Sebepsiz bir gecenin içinde yorgun bir sabaha doğru ilerliyorum. Çok kırgınım sadece bunu biliyorum fakat neye ya da nelere kırgınım hiçbir fikrim yok. Kanaat kullanamadığım kanaatsizlerden tiksiniyorum…
    Gözlerim acıyor artık neredeyse yetmiş iki saattir vuslata eremedi göz kapaklarım gözlerimle. Özlüyorum uyumayı, şöyle uzanıp toprağa sonsuza çıkan bir yolda hayatın frenleri patlasın, hiçbir varlığa tutunmayım istiyorum…
    Hayat akıp gitsin, yatağını  kendi bulsun, gözlerimden bilmesin yaşamın kaynağını. Beni kendine mahkûm kılan hiçbir şeye eyvallahım yok biliyorsun. Biliyorsun gitmelerine, kal demelerim hiç olmadı.

- [Ham veri]
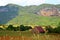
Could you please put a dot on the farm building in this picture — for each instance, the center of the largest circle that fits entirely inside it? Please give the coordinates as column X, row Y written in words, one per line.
column 38, row 29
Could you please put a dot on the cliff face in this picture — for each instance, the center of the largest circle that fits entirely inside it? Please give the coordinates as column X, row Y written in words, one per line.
column 53, row 11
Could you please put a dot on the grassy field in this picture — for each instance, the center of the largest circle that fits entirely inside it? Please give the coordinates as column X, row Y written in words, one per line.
column 26, row 18
column 11, row 35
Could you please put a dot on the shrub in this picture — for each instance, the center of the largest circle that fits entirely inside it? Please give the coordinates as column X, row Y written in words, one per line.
column 57, row 29
column 10, row 28
column 49, row 29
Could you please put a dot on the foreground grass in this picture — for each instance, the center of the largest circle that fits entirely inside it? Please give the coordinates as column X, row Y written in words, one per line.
column 11, row 35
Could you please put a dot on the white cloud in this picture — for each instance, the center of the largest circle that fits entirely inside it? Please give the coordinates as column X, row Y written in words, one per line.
column 22, row 2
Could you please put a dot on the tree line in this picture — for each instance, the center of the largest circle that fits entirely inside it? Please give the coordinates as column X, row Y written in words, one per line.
column 18, row 28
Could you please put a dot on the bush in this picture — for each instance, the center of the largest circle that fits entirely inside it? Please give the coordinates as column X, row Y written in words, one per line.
column 49, row 29
column 57, row 29
column 24, row 28
column 10, row 28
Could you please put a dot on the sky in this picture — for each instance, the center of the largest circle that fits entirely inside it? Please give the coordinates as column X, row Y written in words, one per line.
column 28, row 2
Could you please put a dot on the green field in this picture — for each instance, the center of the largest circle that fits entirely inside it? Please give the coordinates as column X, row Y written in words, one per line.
column 27, row 36
column 33, row 19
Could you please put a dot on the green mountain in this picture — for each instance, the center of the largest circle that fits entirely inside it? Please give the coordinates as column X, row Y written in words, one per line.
column 27, row 15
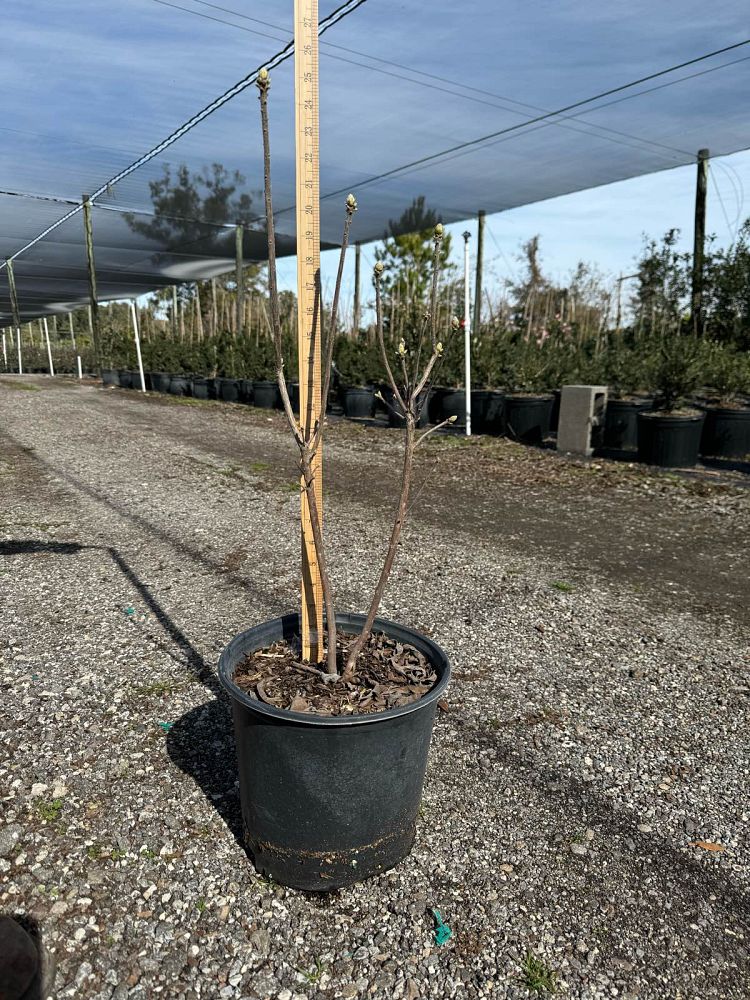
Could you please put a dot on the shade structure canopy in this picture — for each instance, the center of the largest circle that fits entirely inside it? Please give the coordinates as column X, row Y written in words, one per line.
column 427, row 111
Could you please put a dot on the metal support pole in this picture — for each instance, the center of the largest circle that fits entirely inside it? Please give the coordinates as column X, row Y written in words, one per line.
column 94, row 307
column 15, row 311
column 238, row 239
column 134, row 315
column 357, row 255
column 479, row 267
column 175, row 311
column 49, row 349
column 467, row 335
column 699, row 239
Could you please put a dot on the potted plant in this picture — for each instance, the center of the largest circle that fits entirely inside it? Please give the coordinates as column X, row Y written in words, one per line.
column 487, row 363
column 528, row 409
column 265, row 388
column 332, row 752
column 359, row 371
column 670, row 434
column 726, row 430
column 623, row 371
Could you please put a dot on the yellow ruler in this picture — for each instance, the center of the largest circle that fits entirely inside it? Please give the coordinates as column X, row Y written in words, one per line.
column 308, row 298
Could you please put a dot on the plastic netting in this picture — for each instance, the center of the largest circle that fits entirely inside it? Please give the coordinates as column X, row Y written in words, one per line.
column 464, row 106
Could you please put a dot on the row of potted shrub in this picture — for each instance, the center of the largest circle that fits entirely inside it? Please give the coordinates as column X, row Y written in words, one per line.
column 631, row 424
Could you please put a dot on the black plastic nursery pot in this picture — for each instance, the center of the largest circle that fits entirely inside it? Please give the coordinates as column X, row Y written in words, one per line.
column 527, row 418
column 266, row 394
column 487, row 407
column 359, row 402
column 179, row 385
column 228, row 389
column 726, row 432
column 668, row 439
column 202, row 388
column 621, row 422
column 160, row 381
column 329, row 800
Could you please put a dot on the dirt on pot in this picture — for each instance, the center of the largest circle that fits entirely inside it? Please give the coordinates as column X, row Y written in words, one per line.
column 388, row 675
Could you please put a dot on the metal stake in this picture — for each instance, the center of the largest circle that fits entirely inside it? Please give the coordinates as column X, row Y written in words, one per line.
column 467, row 334
column 134, row 315
column 49, row 349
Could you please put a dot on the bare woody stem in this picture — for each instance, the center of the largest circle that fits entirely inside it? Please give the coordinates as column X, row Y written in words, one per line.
column 306, row 455
column 357, row 646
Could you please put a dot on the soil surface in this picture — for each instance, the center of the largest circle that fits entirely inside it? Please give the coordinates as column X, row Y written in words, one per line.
column 584, row 822
column 386, row 675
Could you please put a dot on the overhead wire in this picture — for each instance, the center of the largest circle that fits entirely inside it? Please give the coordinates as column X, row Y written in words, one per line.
column 343, row 10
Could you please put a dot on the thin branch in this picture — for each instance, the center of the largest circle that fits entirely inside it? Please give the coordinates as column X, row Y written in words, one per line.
column 444, row 423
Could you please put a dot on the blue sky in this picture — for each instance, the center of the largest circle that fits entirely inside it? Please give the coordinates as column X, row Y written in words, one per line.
column 603, row 226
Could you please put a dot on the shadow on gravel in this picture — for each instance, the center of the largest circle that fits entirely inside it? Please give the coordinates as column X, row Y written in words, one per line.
column 201, row 744
column 189, row 551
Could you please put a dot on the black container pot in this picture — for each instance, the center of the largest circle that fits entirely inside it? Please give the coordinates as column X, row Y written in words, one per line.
column 621, row 422
column 179, row 385
column 202, row 388
column 726, row 433
column 359, row 402
column 487, row 407
column 266, row 394
column 329, row 800
column 527, row 418
column 228, row 389
column 293, row 390
column 160, row 381
column 669, row 440
column 453, row 404
column 554, row 417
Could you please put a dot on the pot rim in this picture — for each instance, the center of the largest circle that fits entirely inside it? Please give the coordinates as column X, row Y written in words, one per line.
column 676, row 418
column 242, row 642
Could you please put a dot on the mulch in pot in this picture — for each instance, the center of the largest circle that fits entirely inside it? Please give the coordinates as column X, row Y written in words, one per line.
column 388, row 675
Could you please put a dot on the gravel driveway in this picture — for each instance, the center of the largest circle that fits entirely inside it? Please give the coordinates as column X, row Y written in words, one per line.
column 585, row 817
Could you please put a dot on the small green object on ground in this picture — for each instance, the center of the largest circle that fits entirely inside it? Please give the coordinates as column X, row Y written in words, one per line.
column 443, row 933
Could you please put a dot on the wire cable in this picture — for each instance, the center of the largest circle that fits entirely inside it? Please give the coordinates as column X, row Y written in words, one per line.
column 342, row 11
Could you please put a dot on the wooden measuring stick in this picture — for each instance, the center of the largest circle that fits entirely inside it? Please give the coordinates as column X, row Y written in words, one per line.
column 308, row 299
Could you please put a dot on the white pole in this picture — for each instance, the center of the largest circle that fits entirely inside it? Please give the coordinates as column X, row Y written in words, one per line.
column 134, row 314
column 49, row 349
column 467, row 335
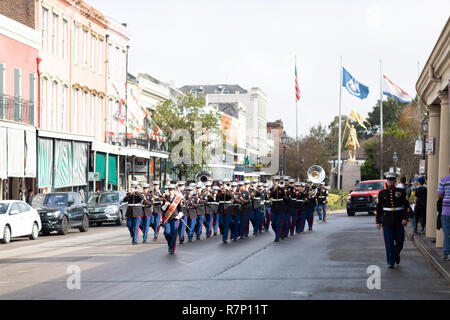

- [Yapılacak iş] Okuma metninde "Sebepsiz bir gecenin" sözcüklerinin geçtiği yerden başlayıp "demelerim hiç olmadı." sözcüklerinden sonra biten kısmı hiç değiştirmeden yeniden yazın. Satırlar, okuma metninden bağımsız ayrı bir malzemedir.

- [Yanıt]
Sebepsiz bir gecenin içinde yorgun bir sabaha doğru ilerliyorum. Çok kırgınım sadece bunu biliyorum fakat neye ya da nelere kırgınım hiçbir fikrim yok. Kanaat kullanamadığım kanaatsizlerden tiksiniyorum…
    Gözlerim acıyor artık neredeyse yetmiş iki saattir vuslata eremedi göz kapaklarım gözlerimle. Özlüyorum uyumayı, şöyle uzanıp toprağa sonsuza çıkan bir yolda hayatın frenleri patlasın, hiçbir varlığa tutunmayım istiyorum…
    Hayat akıp gitsin, yatağını  kendi bulsun, gözlerimden bilmesin yaşamın kaynağını. Beni kendine mahkûm kılan hiçbir şeye eyvallahım yok biliyorsun. Biliyorsun gitmelerine, kal demelerim hiç olmadı.